PROVIDED INFORMATION:
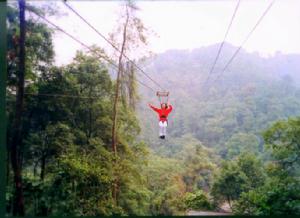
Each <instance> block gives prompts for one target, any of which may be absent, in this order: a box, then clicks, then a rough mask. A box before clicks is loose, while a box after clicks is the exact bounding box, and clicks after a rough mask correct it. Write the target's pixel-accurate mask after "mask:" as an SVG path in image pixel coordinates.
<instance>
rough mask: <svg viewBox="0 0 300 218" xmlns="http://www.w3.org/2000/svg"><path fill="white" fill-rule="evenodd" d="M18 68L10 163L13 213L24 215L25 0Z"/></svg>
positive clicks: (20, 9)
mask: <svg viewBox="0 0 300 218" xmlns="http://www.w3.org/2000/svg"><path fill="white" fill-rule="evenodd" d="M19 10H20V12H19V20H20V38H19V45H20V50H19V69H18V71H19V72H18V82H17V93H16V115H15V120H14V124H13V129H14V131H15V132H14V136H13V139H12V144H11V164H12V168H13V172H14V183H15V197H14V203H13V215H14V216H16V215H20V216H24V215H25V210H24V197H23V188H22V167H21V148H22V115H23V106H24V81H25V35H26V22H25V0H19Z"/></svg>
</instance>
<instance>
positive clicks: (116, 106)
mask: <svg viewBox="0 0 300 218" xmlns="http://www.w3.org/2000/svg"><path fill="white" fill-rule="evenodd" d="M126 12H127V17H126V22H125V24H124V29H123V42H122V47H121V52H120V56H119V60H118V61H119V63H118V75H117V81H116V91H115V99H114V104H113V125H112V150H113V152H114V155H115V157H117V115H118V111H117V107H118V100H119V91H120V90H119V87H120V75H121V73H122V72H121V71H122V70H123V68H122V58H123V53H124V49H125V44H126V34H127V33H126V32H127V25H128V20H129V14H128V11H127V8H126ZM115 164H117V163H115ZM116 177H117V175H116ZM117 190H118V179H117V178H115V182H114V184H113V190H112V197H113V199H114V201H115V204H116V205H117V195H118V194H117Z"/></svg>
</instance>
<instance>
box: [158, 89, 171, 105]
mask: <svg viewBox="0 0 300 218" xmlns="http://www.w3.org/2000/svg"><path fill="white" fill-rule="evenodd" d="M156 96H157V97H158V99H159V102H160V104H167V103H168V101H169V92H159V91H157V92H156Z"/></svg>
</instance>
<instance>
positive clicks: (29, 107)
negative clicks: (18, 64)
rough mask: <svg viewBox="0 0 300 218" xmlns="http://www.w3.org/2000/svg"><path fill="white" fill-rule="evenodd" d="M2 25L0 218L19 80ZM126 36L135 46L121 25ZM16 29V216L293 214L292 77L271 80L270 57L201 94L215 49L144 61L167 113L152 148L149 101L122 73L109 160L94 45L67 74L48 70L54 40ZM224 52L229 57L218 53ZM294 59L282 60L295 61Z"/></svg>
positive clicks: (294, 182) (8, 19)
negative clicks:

ACTIVITY: Print the listing again exactly, please. Keep the pictures out of it.

EXPECTED OUTPUT:
Each <instance> block gives prompts for one target, any of which may be absent, in this order: a box, then clicks, then a rough mask. A box before clicks is loose, while a box after clicks is the exact bounding box, and clicks after a rough mask correct it. Write the target's pixel-accurate mask after "mask:" as an SVG path in image pixel coordinates.
<instance>
rough mask: <svg viewBox="0 0 300 218" xmlns="http://www.w3.org/2000/svg"><path fill="white" fill-rule="evenodd" d="M18 68L10 163L13 213L24 215L25 0Z"/></svg>
positive clicks: (20, 9)
mask: <svg viewBox="0 0 300 218" xmlns="http://www.w3.org/2000/svg"><path fill="white" fill-rule="evenodd" d="M19 10H20V12H19V20H20V38H19V45H20V50H19V69H18V71H19V72H18V82H17V93H16V115H15V120H14V124H13V129H14V131H15V132H14V136H13V139H12V144H11V164H12V168H13V172H14V183H15V197H14V203H13V215H14V216H16V215H20V216H24V215H25V210H24V197H23V188H22V167H21V148H22V115H23V106H24V81H25V35H26V22H25V0H19Z"/></svg>
</instance>
<instance>
positive clicks: (116, 106)
mask: <svg viewBox="0 0 300 218" xmlns="http://www.w3.org/2000/svg"><path fill="white" fill-rule="evenodd" d="M126 12H127V17H126V22H125V24H124V29H123V42H122V47H121V52H120V56H119V60H118V61H119V63H118V75H117V81H116V91H115V99H114V104H113V125H112V150H113V152H114V155H115V157H117V115H118V111H117V107H118V100H119V91H120V90H119V87H120V75H121V73H122V72H121V71H122V70H123V68H122V58H123V53H124V49H125V44H126V34H127V33H126V32H127V25H128V20H129V14H128V11H127V8H126ZM115 164H117V163H115ZM116 177H117V175H116ZM117 190H118V179H117V178H115V182H114V184H113V190H112V197H113V199H114V201H115V204H116V205H117V195H118V194H117Z"/></svg>
</instance>
<instance>
box: [158, 89, 171, 105]
mask: <svg viewBox="0 0 300 218" xmlns="http://www.w3.org/2000/svg"><path fill="white" fill-rule="evenodd" d="M156 96H157V97H158V99H159V102H160V104H167V103H168V101H169V92H159V91H157V92H156Z"/></svg>
</instance>
<instance>
positive clicks: (29, 107)
negative clicks: (18, 64)
rough mask: <svg viewBox="0 0 300 218" xmlns="http://www.w3.org/2000/svg"><path fill="white" fill-rule="evenodd" d="M2 25L0 218L19 80ZM126 36L135 46L121 25ZM16 29V216L293 214L292 77L271 80L270 57L201 94L215 49L144 61L167 113L152 148L149 101L122 73L109 160L94 45L67 74L48 70L54 40ZM224 52L229 57L218 53ZM294 59L282 60L295 61Z"/></svg>
positive clicks: (294, 182) (8, 19)
negative clicks:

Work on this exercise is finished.